TRECHO DO TEXTO =>
----
Pular para o conteúdo principal

A chance de desmascarar a mídia

Por Eduardo Guimarães, no Blog da Cidadania:
Na noite de quarta-feira (17), o Jornal Nacional começou personalizando as três vítimas fatais do suposto ataque terrorista em Boston, nos Estados Unidos. Deu-lhes nome, história e rostos. A reportagem de cerca de seis minutos gastou mais tempo do que levaria para relatar apenas os fatos.
Lá pelo fim do telejornal, em trinta e sete segundos, o âncora Willian Bonner recitou a seguinte nota sobre quase o triplo de mortes que ocorreram no atentado em solo norte-americano:
*****
“O líder de um partido de oposição da Venezuela afirmou que o governo já tem mandados de prisão contra ele e o candidato derrotado à presidência, Henrique Capriles. Leopoldo López divulgou na internet a suposta ordem de prisão por incitar atos de violência.
O presidente eleito, Nicolás Maduro, não se manifestou. E responsabilizou Capriles pelas oito mortes nos protestos de segunda-feira, depois do resultado da votação.
O Supremo Tribunal de Justiça anunciou nesta quarta-feira (17) que a recontagem manual de votos pedida pela oposição é impossível por causa do sistema eleitoral automatizado”
*****
Nenhum professor de jornalismo, em nenhuma faculdade da face da Terra, diria que o Jornal Nacional apresentou uma reportagem. Tratou-se, mais do que tudo, de uma prova pronta e acabada de parcialidade e de verdadeira vigarice que tentou enganar o espectador e ocultar fatos.
Evidentemente que é mentira que o governo venezuelano tenha mandado de prisão contra Henrique Capriles, apesar de que já chegam a 161 os processos sendo abertos contra 90 pessoas que mataram, depredaram e incendiaram pelas ruas da Venezuela na última segunda-feira.
----
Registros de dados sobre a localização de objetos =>
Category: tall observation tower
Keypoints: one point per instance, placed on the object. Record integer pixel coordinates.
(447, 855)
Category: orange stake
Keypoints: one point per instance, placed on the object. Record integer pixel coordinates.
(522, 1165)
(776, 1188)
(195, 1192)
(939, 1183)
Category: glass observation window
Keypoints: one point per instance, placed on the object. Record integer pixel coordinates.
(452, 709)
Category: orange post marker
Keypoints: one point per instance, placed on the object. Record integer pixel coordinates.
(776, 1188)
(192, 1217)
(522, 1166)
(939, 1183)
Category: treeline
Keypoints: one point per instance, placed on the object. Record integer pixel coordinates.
----
ENUNCIADO 1 =>
Com base no trecho sobre a cobertura do Jornal Nacional, responda:
(a) Quantas vítimas fatais do ataque em Boston a reportagem personalizou?
(b) Quanto tempo durou a nota recitada por Willian Bonner?
(c) Quantos processos estão sendo abertos e contra quantas pessoas?
ENUNCIADO 2 => Filtre a listagem e copie cada linha que contenha a palavra "orange", considerando maiúsculas e minúsculas como distintas.
O trecho e a listagem não têm relação entre si.

RESPOSTA CORRETA 1 =>
(a) Três vítimas fatais.
(b) Trinta e sete segundos.
(c) 161 processos contra 90 pessoas.

RESPOSTA CORRETA 2 =>
Category: orange stake
Category: orange post marker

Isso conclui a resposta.